- _What is expected_
Reproduce the material from the line containing "[locate] power line" through the end, swapping every "hazy sky" for "overcast sky" and leaving everything else untouched.

- - -

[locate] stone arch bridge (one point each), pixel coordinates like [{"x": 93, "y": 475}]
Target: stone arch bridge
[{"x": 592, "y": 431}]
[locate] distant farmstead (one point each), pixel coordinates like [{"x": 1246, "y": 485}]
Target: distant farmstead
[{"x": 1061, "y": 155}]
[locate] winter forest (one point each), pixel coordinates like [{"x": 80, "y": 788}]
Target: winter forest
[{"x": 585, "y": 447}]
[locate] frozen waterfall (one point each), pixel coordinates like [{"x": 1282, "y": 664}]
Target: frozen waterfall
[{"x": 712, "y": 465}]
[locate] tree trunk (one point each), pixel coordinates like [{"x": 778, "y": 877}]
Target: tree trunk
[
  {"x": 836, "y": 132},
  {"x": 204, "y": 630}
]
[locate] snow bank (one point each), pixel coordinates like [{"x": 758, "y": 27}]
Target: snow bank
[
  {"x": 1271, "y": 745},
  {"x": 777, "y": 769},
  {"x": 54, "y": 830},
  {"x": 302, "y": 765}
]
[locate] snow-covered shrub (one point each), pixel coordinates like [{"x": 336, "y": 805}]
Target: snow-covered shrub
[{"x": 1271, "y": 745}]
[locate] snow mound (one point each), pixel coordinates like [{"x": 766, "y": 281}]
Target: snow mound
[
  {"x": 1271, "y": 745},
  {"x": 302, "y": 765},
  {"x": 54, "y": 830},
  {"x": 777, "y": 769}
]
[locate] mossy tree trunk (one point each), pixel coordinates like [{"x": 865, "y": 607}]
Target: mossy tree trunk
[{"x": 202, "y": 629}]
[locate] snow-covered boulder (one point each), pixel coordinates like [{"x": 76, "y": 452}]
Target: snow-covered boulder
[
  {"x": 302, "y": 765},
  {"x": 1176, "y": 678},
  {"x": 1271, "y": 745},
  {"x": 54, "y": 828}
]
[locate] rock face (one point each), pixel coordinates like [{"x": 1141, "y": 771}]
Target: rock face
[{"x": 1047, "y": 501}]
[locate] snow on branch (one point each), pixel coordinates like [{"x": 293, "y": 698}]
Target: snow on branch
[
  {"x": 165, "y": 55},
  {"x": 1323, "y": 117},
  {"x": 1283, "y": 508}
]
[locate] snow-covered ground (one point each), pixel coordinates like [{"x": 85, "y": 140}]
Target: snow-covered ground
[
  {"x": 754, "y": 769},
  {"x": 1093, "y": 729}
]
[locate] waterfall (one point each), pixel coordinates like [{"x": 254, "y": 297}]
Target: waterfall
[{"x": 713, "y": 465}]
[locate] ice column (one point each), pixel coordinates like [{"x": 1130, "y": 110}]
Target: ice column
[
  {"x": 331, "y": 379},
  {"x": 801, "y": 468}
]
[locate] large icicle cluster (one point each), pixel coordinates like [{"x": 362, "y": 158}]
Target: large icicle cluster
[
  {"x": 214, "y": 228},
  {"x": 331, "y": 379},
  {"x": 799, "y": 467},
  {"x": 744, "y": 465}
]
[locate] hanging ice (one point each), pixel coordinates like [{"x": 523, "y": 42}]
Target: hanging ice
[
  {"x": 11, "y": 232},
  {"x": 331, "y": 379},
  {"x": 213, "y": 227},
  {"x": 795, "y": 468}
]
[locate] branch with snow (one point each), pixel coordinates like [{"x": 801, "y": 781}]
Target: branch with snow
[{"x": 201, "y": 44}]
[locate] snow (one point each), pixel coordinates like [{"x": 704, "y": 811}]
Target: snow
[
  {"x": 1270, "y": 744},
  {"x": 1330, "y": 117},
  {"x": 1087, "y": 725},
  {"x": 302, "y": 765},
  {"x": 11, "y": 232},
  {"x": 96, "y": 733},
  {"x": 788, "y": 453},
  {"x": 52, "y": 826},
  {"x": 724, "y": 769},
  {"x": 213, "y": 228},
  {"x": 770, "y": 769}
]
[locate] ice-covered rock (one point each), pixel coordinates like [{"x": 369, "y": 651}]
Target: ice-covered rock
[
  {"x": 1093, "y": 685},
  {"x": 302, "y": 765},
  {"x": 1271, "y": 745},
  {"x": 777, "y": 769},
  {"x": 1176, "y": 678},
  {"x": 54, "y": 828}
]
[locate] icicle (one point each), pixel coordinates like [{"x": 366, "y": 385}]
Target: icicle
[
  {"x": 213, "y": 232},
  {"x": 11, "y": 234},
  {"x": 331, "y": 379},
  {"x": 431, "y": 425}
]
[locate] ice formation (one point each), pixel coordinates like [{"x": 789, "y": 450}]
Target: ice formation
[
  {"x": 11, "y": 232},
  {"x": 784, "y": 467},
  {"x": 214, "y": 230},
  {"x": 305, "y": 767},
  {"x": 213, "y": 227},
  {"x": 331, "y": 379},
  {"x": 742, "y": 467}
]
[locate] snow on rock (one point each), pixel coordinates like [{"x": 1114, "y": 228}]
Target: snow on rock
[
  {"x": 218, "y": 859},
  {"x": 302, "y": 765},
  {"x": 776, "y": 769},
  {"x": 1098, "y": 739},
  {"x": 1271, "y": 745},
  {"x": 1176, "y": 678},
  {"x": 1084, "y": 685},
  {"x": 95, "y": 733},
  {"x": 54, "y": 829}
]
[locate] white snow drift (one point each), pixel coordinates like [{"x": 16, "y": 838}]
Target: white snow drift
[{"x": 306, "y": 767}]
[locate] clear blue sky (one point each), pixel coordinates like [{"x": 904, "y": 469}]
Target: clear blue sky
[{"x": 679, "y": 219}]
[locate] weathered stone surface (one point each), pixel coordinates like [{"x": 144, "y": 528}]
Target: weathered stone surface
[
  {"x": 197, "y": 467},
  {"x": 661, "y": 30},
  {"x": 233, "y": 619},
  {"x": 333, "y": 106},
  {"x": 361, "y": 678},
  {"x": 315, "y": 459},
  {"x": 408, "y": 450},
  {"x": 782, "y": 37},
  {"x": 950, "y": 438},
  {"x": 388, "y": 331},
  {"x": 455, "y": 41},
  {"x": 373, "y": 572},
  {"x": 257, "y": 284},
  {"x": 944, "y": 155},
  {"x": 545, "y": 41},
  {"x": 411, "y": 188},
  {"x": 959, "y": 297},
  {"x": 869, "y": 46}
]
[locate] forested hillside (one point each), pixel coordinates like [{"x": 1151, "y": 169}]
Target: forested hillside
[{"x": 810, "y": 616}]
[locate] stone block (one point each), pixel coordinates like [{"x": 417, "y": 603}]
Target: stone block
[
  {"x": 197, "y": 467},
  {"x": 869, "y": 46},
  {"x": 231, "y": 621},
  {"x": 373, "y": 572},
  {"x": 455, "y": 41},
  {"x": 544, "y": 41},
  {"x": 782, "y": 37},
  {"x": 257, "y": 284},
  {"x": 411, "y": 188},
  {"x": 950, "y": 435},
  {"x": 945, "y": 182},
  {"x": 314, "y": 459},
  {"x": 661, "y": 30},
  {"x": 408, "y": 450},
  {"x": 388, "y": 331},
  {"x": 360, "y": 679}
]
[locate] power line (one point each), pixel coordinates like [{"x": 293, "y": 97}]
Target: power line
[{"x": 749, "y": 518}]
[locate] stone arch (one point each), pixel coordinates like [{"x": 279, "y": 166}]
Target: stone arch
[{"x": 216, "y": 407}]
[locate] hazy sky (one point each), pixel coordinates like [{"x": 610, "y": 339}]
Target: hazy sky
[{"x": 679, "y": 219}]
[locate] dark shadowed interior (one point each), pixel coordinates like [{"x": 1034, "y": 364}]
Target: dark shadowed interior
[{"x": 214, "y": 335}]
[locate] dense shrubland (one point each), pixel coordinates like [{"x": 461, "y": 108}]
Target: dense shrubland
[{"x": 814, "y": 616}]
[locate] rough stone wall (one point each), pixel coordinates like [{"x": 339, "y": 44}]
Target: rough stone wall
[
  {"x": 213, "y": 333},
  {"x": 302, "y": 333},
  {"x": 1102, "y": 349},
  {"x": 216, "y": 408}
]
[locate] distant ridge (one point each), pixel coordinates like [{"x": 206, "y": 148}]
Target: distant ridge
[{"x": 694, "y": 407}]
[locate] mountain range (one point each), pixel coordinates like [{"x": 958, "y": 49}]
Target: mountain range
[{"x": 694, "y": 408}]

- - -

- _Answer for the task_
[locate] power line (one point each), pixel coordinates like [{"x": 293, "y": 97}]
Target: power line
[{"x": 749, "y": 518}]
[locate] stone arch (one point each), pixel coordinates like [{"x": 279, "y": 166}]
Target: stone arch
[{"x": 216, "y": 407}]
[locate] overcast sky (one point each), pixel coordinates like [{"x": 610, "y": 339}]
Target: overcast sky
[{"x": 679, "y": 219}]
[locate] dark shadowed interior (one point each), pixel coordinates like [{"x": 1034, "y": 364}]
Target: dark shadowed interior
[{"x": 214, "y": 335}]
[locate] dense shrubland (one point each), pixel coordinates like [{"x": 461, "y": 108}]
Target: dense shrubland
[{"x": 814, "y": 616}]
[locate] rough stone wall (one point each), pixel coordinates like [{"x": 339, "y": 44}]
Target: rough stone wall
[
  {"x": 213, "y": 333},
  {"x": 302, "y": 333},
  {"x": 1102, "y": 349},
  {"x": 216, "y": 408}
]
[locate] distant ridge (one point each), pixel coordinates like [{"x": 206, "y": 148}]
Target: distant ridge
[{"x": 694, "y": 407}]
[locate] mountain range (one point each), pixel coordinates like [{"x": 958, "y": 49}]
Target: mountain range
[{"x": 694, "y": 408}]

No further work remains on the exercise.